# taz.de -- Argentinische Journalistin zum G20-Gipfel: „Ich glaube nicht an Objektivität“
       
       > Vor dem G20-Gipfel geraten in Argentinien auch kritische Journalist*innen
       > unter Druck. Ein Gespräch über Angriffe und ideologisch begründete
       > Kündigungen.
       
 (IMG) Bild: Demonstration in Buenos Aires gegen den G20-Gipfel
       
       taz: Frau Balderrama, [1][am Wochenende findet der G20-Gipfel in Buenos
       Aires statt]. Sie arbeiten selbst dort als Journalistin. Was bedeutet das
       für argentinische Journalist*innen?
===============
- AUFGABE A
In welcher Stadt findet laut Ausgangsdokument der G20-Gipfel statt?

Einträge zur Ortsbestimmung
===============
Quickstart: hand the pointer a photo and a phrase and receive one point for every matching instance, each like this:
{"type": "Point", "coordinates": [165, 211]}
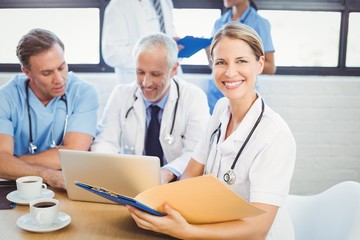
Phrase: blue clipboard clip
{"type": "Point", "coordinates": [192, 45]}
{"type": "Point", "coordinates": [115, 197]}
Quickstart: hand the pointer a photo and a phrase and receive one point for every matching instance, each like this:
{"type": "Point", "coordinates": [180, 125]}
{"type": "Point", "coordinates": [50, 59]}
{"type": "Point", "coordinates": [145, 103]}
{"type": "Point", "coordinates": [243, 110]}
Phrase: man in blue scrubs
{"type": "Point", "coordinates": [42, 110]}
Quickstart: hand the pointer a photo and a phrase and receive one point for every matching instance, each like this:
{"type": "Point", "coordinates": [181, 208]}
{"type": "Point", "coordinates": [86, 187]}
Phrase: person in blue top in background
{"type": "Point", "coordinates": [244, 11]}
{"type": "Point", "coordinates": [43, 109]}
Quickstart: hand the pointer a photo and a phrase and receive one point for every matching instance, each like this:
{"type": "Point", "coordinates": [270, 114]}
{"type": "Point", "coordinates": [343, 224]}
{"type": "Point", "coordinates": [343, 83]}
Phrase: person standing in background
{"type": "Point", "coordinates": [244, 11]}
{"type": "Point", "coordinates": [245, 145]}
{"type": "Point", "coordinates": [125, 22]}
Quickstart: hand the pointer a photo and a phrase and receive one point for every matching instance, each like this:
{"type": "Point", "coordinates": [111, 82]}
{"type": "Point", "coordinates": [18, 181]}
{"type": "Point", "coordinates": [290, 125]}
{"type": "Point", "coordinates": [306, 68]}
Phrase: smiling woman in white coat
{"type": "Point", "coordinates": [183, 116]}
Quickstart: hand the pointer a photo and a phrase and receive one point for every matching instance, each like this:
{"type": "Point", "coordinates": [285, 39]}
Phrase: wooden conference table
{"type": "Point", "coordinates": [88, 221]}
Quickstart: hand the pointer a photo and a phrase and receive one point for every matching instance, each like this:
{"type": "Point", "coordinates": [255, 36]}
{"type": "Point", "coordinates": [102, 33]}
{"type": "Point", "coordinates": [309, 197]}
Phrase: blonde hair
{"type": "Point", "coordinates": [237, 30]}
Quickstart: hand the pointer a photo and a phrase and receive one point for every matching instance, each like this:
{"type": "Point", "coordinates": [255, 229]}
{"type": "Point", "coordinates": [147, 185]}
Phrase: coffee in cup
{"type": "Point", "coordinates": [30, 187]}
{"type": "Point", "coordinates": [44, 211]}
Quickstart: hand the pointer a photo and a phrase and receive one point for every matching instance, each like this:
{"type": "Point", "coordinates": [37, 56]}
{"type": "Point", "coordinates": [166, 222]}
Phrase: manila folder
{"type": "Point", "coordinates": [200, 200]}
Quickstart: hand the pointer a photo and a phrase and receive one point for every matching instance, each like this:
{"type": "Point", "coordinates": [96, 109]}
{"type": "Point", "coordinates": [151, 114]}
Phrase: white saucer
{"type": "Point", "coordinates": [25, 222]}
{"type": "Point", "coordinates": [14, 196]}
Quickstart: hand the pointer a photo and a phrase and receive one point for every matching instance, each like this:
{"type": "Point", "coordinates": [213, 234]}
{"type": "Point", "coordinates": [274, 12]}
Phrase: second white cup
{"type": "Point", "coordinates": [30, 187]}
{"type": "Point", "coordinates": [44, 211]}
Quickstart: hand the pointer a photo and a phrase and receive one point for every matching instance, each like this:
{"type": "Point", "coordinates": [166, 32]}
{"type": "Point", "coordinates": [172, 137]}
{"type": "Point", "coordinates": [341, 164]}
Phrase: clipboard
{"type": "Point", "coordinates": [192, 45]}
{"type": "Point", "coordinates": [115, 197]}
{"type": "Point", "coordinates": [199, 200]}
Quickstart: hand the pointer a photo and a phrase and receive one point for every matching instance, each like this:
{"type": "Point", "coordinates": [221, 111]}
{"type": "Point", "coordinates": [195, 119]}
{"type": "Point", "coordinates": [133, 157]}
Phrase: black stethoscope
{"type": "Point", "coordinates": [230, 176]}
{"type": "Point", "coordinates": [169, 138]}
{"type": "Point", "coordinates": [32, 146]}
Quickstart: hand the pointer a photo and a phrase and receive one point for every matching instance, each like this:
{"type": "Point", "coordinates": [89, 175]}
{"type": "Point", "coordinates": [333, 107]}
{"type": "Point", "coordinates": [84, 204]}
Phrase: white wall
{"type": "Point", "coordinates": [323, 113]}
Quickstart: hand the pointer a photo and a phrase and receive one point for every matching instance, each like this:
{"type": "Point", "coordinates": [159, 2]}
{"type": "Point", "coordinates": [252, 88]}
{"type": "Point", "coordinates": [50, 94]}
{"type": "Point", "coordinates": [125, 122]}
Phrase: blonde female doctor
{"type": "Point", "coordinates": [183, 116]}
{"type": "Point", "coordinates": [247, 146]}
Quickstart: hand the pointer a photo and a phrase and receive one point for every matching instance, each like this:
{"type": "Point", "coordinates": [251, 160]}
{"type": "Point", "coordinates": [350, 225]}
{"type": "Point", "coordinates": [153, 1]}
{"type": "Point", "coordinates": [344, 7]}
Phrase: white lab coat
{"type": "Point", "coordinates": [265, 167]}
{"type": "Point", "coordinates": [118, 132]}
{"type": "Point", "coordinates": [125, 22]}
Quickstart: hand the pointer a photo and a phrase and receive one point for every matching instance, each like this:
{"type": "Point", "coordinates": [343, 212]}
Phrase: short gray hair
{"type": "Point", "coordinates": [35, 42]}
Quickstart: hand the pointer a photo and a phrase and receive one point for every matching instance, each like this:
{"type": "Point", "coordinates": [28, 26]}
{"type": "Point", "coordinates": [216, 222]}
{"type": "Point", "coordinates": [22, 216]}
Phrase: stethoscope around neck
{"type": "Point", "coordinates": [230, 176]}
{"type": "Point", "coordinates": [32, 146]}
{"type": "Point", "coordinates": [169, 138]}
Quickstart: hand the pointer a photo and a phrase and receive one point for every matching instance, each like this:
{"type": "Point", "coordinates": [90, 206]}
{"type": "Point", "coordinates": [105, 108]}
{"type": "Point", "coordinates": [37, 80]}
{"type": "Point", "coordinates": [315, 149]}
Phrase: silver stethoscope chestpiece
{"type": "Point", "coordinates": [169, 138]}
{"type": "Point", "coordinates": [230, 177]}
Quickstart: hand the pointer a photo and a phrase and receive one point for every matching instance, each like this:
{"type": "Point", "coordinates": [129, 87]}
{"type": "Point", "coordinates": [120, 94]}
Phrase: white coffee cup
{"type": "Point", "coordinates": [30, 187]}
{"type": "Point", "coordinates": [44, 211]}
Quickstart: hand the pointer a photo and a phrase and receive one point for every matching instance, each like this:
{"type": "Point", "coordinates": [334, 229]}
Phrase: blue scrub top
{"type": "Point", "coordinates": [251, 18]}
{"type": "Point", "coordinates": [47, 122]}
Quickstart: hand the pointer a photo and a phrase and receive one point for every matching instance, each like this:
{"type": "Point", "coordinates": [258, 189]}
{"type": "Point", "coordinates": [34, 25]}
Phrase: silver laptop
{"type": "Point", "coordinates": [124, 174]}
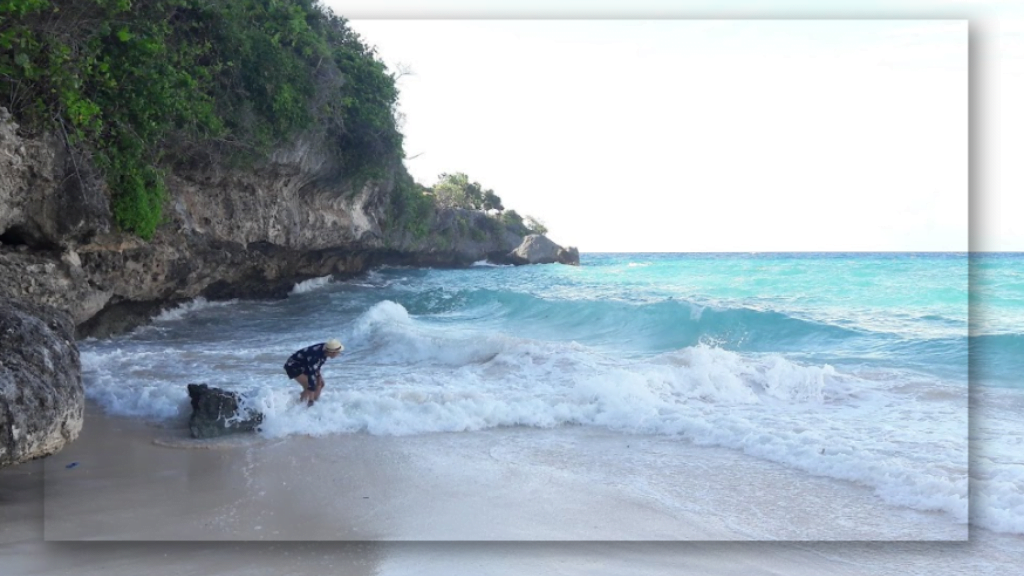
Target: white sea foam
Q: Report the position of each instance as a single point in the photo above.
(406, 376)
(898, 430)
(311, 284)
(190, 307)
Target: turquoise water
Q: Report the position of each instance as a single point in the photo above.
(907, 311)
(852, 366)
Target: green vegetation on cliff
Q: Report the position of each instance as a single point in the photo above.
(139, 85)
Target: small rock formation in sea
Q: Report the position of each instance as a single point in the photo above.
(42, 401)
(538, 249)
(216, 412)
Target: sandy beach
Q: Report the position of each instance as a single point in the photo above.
(496, 502)
(129, 480)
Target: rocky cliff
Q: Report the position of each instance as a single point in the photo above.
(228, 233)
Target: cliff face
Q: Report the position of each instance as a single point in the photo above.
(41, 396)
(66, 271)
(229, 233)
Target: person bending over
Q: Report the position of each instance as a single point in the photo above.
(304, 365)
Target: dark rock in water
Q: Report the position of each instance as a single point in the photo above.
(538, 249)
(42, 401)
(216, 412)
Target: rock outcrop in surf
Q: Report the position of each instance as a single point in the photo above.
(217, 412)
(537, 249)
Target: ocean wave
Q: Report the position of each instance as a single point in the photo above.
(311, 285)
(189, 309)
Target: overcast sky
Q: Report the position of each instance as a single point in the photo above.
(705, 135)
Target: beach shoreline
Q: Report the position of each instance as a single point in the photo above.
(130, 480)
(36, 513)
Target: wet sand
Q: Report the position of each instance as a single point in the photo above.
(128, 480)
(503, 490)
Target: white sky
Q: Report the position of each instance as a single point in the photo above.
(706, 135)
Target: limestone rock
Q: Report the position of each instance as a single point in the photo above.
(538, 249)
(42, 401)
(216, 412)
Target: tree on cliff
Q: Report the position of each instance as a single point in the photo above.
(455, 191)
(139, 86)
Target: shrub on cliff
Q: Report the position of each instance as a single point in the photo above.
(138, 85)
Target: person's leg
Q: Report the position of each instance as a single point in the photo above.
(303, 381)
(320, 387)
===============
- AUFGABE B
Tausche in den Einträgen ab der Zeile mit „Target: person's leg“ bis zum Ende der Einträge „person's leg“ gegen „person's knee“ aus und gib nur diese Zeilen sonst unverändert wieder.

- ANTWORT A
In Buenos Aires.

- ANTWORT B
Target: person's knee
Q: Report the position of each instance as a single point in the photo above.
(303, 381)
(320, 387)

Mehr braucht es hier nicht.